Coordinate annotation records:

+ + + +

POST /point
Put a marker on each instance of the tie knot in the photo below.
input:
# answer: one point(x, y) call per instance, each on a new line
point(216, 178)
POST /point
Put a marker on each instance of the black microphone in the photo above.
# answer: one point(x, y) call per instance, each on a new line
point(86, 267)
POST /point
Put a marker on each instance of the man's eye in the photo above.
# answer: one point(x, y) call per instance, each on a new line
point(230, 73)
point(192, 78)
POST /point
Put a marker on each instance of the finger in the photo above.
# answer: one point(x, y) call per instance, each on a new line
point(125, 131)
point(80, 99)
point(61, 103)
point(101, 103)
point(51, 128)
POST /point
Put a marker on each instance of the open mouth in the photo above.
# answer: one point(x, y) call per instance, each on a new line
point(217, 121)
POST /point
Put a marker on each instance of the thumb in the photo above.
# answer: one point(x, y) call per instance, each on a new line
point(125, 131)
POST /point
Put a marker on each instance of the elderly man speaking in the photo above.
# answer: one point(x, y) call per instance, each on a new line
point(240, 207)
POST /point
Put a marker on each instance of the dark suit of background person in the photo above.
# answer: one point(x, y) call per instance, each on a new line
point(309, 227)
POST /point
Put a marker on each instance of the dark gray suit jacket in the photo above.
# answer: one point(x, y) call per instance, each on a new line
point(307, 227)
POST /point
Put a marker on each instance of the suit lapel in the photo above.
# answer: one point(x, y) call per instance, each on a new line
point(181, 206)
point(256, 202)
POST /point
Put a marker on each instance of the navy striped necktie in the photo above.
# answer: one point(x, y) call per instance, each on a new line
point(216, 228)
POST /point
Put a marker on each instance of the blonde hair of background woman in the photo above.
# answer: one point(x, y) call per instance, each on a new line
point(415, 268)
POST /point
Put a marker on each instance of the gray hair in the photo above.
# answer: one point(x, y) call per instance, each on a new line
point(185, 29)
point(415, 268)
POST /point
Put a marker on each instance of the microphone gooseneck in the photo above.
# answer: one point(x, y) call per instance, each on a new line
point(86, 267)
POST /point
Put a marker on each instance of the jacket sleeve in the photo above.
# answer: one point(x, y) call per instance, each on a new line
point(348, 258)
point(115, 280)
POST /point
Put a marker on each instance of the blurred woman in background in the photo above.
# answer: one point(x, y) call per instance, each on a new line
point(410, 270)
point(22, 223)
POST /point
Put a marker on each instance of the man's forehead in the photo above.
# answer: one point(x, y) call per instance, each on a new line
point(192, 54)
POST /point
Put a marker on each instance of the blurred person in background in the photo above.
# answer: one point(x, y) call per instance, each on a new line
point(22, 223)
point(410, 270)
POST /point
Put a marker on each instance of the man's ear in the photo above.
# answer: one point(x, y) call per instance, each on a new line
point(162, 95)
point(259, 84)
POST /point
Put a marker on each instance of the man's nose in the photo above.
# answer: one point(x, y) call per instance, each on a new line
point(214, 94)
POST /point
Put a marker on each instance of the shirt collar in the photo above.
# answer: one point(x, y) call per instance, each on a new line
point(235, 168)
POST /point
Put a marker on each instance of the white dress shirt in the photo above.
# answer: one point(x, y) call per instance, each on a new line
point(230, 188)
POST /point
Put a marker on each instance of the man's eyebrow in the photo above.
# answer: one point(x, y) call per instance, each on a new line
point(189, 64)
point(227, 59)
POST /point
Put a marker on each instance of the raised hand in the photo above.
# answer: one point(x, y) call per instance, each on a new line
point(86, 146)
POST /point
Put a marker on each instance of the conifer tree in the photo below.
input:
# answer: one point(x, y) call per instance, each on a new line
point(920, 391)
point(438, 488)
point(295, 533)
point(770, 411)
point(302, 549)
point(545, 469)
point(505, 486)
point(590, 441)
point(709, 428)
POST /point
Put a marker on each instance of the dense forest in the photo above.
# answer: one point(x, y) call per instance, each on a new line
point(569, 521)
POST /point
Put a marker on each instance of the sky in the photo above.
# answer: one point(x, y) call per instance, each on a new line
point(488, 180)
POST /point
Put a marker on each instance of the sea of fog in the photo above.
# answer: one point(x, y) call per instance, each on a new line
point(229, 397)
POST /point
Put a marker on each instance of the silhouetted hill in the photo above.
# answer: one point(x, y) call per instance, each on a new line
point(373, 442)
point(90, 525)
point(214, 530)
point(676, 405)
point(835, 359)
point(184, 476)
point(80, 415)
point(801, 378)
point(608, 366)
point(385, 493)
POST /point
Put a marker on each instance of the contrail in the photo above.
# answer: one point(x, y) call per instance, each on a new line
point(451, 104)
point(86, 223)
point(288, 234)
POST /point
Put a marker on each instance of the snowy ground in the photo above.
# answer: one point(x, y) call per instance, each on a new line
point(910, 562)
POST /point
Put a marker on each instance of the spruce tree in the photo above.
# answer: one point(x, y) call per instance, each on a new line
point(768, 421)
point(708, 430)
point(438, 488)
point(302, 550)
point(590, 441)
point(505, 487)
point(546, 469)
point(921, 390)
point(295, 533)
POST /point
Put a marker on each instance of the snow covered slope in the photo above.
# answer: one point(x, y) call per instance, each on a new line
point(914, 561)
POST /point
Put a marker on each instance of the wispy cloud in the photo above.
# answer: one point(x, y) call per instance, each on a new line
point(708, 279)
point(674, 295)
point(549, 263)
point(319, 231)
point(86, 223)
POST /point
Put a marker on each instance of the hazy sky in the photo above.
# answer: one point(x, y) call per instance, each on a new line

+ + + +

Extract every line of the items above that contains the word "blurred", copying each line in full.

Put a marker on each instance of the blurred woman in background in the photo above.
Put a marker on each instance of the blurred person in background in the photo above.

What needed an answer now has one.